> [課題]: 下の抜粋によると、フィリピンが導入を決めたインド製超音速巡航ミサイルの名称は何か。
======== 抜粋 ========
中国の南シナ海進出に悩むフィリピン、切り札導入へ インドから超音速巡航ミサイル購入
2021年4月には天候回復のための避難と称して南沙諸島パグアサ島付近に中国の漁船などが航行し約200隻が付近の環礁などに長期滞在。また11月にはフィリピンの座礁した海軍艦艇へ物資を補給する民間輸送船に対し海警局艦艇が進路妨害や放水するという事件が発生。フィリピンは中国に厳重抗議する事態となっている。
その後中国はフィリピンの座礁した海軍艦艇の撤去を求めてきたが、フィリピンはこれを断固として拒否し続けている。
南シナ海への関心高めるインド
インドは米国が主導する戦略的同盟「日米豪印戦略対話(クアッド)」のメンバーとしてその一角を占め、「自由で開かれたインド太平洋」という理念のもと、南シナ海を含めた太平洋への関心を近年特に強めている。その背景には中国のインド洋への進出に対する警戒感もある。
インドは中国との国境紛争を抱え、2021年も小競り合いなどの衝突が伝えられるなど緊張関係にある。さらに中国は親中であるミャンマーやカンボジアの港湾開発を通じて中国海軍の寄港地としてインド洋への足掛かりを構築しつつあり、そうした中国への警戒感がインドや東南アジア諸国連合(ASEAN)メンバーの間で高まっているという背景も存在する。
このため今回のフィリピンによるインド製超音速巡航ミサイルの導入は、他のASEAN各国にも影響を与えることは必至となっている。
一部情報ではフィリピンが導入を決めた「BrahMos」の導入にインドネシアやベトナムも関心を示して交渉が水面下で進んでいると伝えられており、今後インド軍需産業にとってASEANは米やロシア、中国、ドイツなどに次いで新たな市場となる可能性が極めて高く、東南アジアの武器市場の構造変化につながるのは確実とみられている。
======== データ一覧 ========
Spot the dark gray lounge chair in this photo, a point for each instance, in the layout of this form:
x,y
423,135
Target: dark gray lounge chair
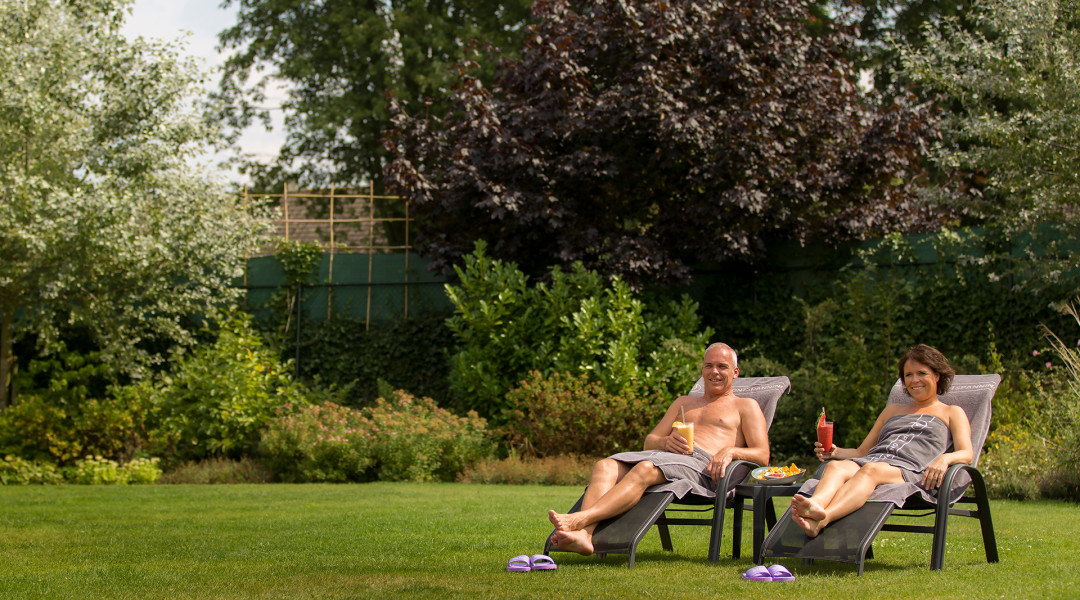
x,y
621,534
849,540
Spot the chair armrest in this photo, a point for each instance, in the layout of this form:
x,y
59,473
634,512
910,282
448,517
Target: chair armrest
x,y
729,481
950,474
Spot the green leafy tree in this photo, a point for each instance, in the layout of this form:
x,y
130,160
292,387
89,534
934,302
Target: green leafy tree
x,y
340,59
1009,86
577,323
643,137
103,222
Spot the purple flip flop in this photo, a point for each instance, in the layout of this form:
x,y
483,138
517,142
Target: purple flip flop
x,y
542,562
520,564
757,574
780,573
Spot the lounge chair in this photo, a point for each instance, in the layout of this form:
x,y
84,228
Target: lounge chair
x,y
621,534
849,540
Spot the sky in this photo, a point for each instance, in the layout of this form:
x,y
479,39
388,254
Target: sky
x,y
171,19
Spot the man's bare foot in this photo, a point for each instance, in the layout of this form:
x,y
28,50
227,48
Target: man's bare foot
x,y
574,541
806,507
565,522
811,527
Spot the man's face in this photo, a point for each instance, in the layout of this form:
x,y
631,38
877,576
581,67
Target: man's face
x,y
719,370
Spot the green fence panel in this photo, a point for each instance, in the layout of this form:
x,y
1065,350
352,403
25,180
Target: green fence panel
x,y
369,287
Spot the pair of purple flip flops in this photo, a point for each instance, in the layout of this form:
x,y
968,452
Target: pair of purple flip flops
x,y
774,573
536,562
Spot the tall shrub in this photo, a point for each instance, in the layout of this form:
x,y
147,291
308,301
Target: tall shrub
x,y
576,322
215,399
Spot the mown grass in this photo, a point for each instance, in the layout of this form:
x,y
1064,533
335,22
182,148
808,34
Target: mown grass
x,y
451,541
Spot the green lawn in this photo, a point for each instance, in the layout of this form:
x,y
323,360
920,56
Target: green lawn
x,y
453,541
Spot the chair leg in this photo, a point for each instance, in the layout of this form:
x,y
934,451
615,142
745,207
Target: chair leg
x,y
737,527
717,534
665,536
985,521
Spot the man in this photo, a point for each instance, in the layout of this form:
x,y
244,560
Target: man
x,y
725,428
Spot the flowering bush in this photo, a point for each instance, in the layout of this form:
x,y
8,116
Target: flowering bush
x,y
97,469
569,414
17,472
416,440
400,438
320,442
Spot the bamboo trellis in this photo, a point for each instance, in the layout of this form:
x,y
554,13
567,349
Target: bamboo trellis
x,y
352,225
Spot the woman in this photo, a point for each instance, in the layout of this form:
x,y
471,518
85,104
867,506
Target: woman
x,y
907,444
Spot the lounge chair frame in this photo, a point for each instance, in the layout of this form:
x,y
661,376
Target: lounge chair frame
x,y
622,534
850,539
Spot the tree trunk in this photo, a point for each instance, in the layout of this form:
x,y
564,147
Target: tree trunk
x,y
7,360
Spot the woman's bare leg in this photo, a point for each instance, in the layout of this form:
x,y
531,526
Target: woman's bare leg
x,y
836,475
848,499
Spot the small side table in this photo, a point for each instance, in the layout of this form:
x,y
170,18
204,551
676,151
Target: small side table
x,y
765,514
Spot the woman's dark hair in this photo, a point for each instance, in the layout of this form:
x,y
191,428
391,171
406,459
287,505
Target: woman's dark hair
x,y
931,357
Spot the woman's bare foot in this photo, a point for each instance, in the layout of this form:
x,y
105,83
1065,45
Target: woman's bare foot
x,y
566,522
806,507
811,527
574,541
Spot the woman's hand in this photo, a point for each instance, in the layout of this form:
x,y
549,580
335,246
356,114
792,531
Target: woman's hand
x,y
932,477
819,450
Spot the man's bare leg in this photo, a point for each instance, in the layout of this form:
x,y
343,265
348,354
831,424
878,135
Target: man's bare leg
x,y
575,530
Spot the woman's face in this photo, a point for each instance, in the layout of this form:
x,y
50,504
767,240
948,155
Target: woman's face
x,y
920,380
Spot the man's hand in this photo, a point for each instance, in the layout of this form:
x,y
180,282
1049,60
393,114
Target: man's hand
x,y
676,444
719,463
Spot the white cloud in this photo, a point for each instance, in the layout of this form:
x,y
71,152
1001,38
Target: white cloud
x,y
198,24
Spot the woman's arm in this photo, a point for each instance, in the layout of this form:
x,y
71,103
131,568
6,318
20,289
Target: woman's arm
x,y
962,451
658,438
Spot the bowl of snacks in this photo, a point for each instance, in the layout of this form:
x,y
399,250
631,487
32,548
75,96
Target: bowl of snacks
x,y
777,475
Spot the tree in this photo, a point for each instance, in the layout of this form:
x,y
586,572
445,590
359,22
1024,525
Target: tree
x,y
104,223
1009,85
882,24
339,59
642,137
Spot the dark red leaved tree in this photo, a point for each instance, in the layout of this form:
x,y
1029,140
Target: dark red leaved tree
x,y
643,137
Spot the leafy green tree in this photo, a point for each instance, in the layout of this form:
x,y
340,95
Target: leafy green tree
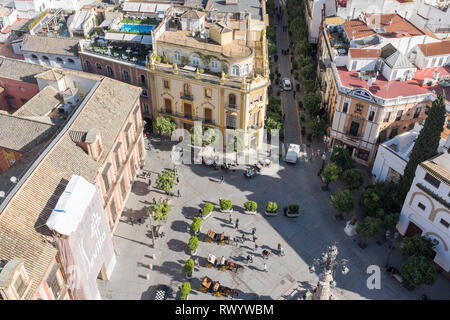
x,y
207,208
189,267
369,200
312,102
271,207
419,270
166,180
426,143
330,173
388,221
342,158
159,211
343,201
250,206
368,228
185,289
318,126
165,126
193,243
352,178
418,245
196,224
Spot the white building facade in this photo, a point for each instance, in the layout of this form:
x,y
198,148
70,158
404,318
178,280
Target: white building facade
x,y
426,210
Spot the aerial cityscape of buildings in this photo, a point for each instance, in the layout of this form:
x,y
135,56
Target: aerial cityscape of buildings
x,y
91,91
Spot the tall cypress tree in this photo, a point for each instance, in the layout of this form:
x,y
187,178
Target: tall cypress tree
x,y
427,142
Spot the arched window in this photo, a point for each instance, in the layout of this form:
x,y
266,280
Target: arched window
x,y
232,100
195,61
214,65
187,90
236,70
245,69
177,57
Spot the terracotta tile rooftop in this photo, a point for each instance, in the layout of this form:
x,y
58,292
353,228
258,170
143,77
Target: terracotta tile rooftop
x,y
394,25
22,223
380,87
435,48
364,53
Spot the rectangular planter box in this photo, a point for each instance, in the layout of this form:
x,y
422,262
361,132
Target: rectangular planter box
x,y
206,217
292,215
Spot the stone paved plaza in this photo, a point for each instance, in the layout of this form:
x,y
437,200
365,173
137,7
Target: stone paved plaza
x,y
303,238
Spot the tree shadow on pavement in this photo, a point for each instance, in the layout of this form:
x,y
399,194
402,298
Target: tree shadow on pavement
x,y
176,245
180,226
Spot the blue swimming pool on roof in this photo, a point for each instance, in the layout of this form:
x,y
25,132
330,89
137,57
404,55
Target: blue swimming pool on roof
x,y
141,28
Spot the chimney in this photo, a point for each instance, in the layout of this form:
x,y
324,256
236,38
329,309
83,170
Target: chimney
x,y
94,143
436,75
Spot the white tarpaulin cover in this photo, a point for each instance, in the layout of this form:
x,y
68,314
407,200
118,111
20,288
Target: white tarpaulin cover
x,y
88,248
71,206
131,6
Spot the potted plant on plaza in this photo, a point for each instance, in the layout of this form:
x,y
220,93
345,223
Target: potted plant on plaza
x,y
226,206
193,245
206,210
185,289
189,267
293,211
271,208
196,225
250,207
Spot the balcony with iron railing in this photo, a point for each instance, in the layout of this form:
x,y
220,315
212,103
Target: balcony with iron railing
x,y
187,116
187,96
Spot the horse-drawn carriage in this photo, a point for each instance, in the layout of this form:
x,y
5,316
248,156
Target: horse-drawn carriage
x,y
219,238
222,264
215,288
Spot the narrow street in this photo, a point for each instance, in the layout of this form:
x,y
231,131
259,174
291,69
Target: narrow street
x,y
289,105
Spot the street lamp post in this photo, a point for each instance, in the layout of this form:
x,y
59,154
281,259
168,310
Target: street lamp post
x,y
393,242
328,263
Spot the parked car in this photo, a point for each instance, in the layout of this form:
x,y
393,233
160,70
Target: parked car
x,y
163,292
293,153
286,84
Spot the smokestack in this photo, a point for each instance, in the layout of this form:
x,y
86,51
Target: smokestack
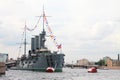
x,y
118,57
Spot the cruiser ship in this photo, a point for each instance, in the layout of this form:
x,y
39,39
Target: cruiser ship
x,y
40,58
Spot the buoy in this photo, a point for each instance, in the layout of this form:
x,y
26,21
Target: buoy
x,y
92,70
50,69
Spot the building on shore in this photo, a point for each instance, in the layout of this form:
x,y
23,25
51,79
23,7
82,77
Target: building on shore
x,y
112,63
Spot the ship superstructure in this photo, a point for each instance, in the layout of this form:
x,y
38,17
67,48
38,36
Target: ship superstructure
x,y
39,58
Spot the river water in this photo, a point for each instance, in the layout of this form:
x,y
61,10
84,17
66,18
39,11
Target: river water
x,y
67,74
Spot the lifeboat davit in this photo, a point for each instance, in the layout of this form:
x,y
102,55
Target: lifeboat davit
x,y
92,70
50,69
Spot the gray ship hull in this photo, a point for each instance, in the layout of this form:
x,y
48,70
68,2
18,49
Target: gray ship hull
x,y
41,61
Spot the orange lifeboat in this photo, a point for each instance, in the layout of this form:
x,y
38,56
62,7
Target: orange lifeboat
x,y
92,70
50,69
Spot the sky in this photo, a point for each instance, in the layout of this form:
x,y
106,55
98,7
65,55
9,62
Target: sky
x,y
87,29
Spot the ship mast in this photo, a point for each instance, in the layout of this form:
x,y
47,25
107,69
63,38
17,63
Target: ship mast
x,y
43,18
25,40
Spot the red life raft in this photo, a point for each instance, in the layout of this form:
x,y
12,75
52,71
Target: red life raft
x,y
92,70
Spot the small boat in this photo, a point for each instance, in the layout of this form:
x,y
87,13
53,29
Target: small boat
x,y
92,70
50,69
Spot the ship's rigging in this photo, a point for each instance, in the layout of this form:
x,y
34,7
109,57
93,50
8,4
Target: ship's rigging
x,y
45,23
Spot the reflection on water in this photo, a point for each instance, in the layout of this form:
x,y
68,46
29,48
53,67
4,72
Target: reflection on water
x,y
67,74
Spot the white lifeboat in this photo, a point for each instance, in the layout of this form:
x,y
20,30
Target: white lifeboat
x,y
92,70
50,69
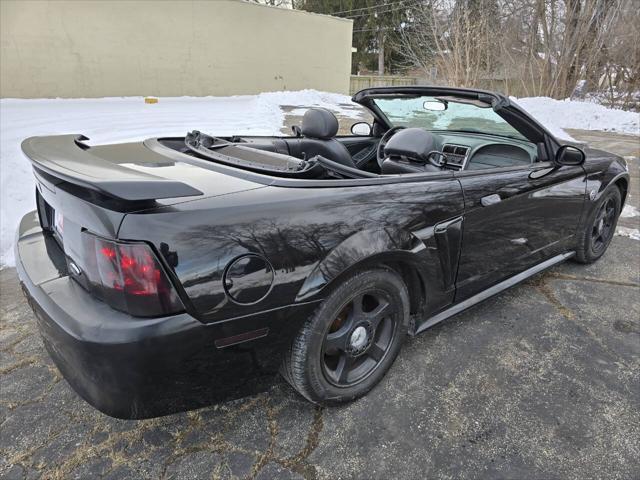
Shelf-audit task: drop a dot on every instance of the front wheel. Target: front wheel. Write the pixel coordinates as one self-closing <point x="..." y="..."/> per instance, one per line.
<point x="352" y="339"/>
<point x="600" y="227"/>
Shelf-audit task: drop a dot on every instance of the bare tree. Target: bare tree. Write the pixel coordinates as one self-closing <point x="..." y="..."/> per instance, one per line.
<point x="529" y="47"/>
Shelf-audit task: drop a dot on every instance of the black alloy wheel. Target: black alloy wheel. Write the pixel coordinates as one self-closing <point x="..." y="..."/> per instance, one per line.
<point x="596" y="235"/>
<point x="359" y="338"/>
<point x="352" y="339"/>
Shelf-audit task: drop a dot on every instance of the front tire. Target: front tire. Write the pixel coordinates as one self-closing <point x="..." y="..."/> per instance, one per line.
<point x="600" y="227"/>
<point x="351" y="340"/>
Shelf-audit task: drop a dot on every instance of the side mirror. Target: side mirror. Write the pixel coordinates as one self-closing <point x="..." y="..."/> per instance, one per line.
<point x="569" y="155"/>
<point x="361" y="128"/>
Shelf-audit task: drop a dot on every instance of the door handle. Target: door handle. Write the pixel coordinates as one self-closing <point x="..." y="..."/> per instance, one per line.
<point x="490" y="200"/>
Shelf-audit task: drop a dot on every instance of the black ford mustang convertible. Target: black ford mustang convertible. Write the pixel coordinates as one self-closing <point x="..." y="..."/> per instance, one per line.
<point x="175" y="272"/>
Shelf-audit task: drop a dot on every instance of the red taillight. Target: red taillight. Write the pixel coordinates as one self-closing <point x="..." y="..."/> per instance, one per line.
<point x="128" y="277"/>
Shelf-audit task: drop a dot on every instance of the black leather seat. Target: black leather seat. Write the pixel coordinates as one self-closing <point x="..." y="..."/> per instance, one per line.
<point x="319" y="127"/>
<point x="408" y="152"/>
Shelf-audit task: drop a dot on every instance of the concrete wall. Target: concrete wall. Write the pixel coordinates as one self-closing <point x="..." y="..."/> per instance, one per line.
<point x="96" y="48"/>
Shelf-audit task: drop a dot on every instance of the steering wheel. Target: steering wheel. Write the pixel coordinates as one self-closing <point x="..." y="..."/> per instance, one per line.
<point x="383" y="142"/>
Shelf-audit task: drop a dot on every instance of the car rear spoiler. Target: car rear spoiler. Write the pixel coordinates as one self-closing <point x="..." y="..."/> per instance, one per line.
<point x="66" y="158"/>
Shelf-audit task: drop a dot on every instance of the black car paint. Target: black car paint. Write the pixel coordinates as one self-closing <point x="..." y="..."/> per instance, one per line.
<point x="433" y="229"/>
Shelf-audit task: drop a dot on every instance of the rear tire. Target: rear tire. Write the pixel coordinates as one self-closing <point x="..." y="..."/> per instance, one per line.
<point x="349" y="343"/>
<point x="595" y="237"/>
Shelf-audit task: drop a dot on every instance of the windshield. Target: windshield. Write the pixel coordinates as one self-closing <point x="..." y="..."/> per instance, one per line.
<point x="445" y="113"/>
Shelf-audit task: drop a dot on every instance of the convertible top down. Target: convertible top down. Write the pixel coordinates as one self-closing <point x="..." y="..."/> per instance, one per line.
<point x="176" y="272"/>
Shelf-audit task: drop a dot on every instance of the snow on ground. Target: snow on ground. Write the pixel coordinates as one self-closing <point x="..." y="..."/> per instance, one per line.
<point x="108" y="120"/>
<point x="560" y="114"/>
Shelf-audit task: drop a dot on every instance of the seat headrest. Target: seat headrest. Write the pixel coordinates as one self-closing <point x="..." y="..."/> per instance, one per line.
<point x="413" y="143"/>
<point x="319" y="123"/>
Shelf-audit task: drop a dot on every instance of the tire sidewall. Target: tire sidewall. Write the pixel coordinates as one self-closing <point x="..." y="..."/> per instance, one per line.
<point x="319" y="387"/>
<point x="590" y="254"/>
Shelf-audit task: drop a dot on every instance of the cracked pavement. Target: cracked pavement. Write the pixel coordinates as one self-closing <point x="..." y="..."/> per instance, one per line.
<point x="541" y="381"/>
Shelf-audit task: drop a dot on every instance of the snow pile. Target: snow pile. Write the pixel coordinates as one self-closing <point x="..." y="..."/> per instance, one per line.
<point x="108" y="120"/>
<point x="559" y="114"/>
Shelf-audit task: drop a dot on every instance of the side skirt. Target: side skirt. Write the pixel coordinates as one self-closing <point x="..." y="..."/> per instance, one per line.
<point x="489" y="292"/>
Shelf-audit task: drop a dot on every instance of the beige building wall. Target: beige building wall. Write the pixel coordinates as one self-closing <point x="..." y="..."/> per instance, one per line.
<point x="95" y="48"/>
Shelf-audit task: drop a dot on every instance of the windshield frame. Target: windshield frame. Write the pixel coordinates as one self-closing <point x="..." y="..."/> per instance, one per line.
<point x="464" y="102"/>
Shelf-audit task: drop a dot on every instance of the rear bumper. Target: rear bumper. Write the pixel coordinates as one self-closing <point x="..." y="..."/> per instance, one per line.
<point x="129" y="367"/>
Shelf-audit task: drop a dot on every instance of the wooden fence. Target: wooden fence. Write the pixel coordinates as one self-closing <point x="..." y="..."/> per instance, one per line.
<point x="358" y="82"/>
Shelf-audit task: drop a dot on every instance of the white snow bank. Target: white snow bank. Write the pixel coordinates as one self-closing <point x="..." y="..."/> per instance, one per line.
<point x="559" y="114"/>
<point x="108" y="120"/>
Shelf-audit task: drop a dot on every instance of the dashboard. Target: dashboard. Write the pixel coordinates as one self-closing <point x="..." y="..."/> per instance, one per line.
<point x="470" y="152"/>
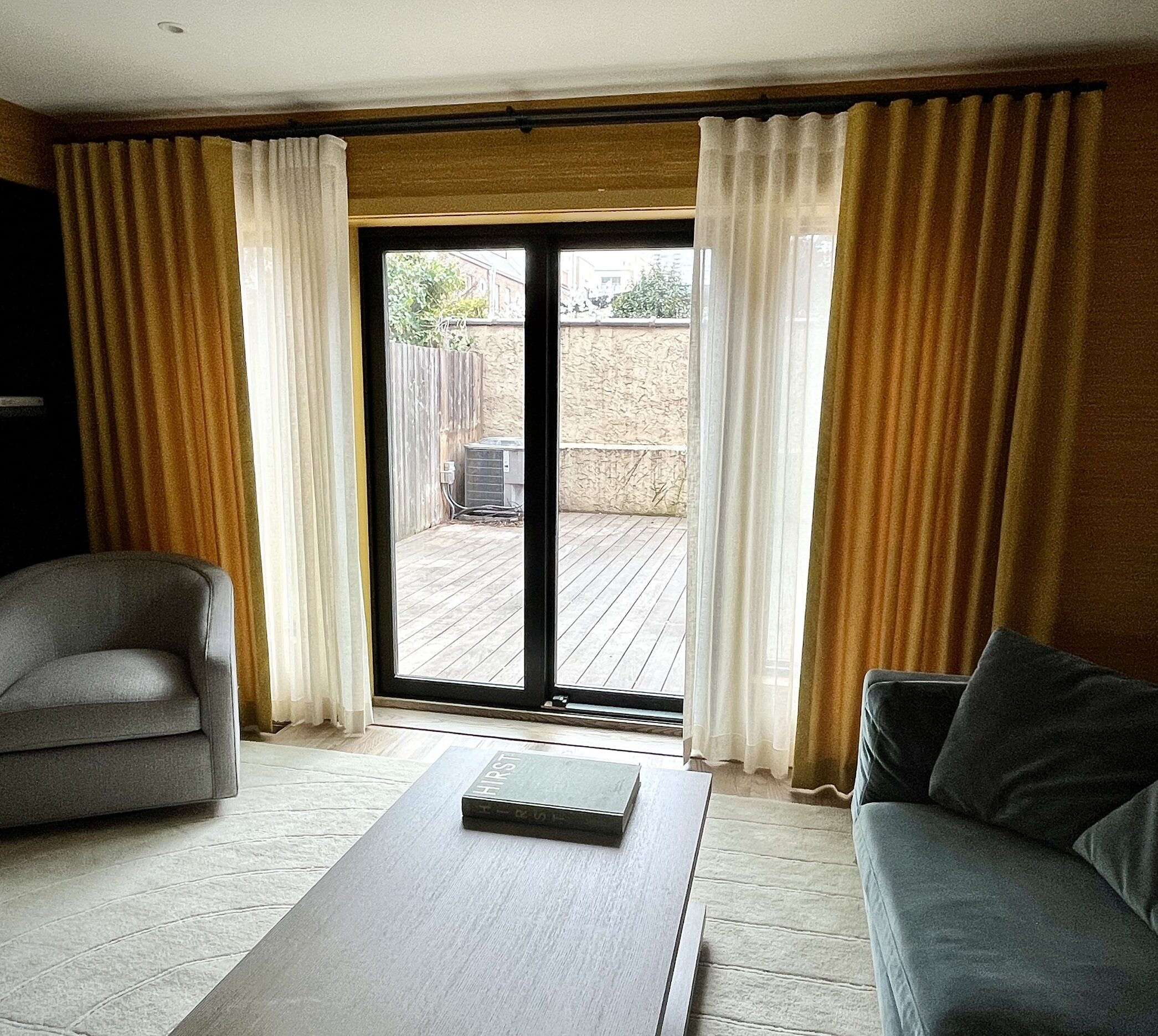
========
> [解答]: BrahMos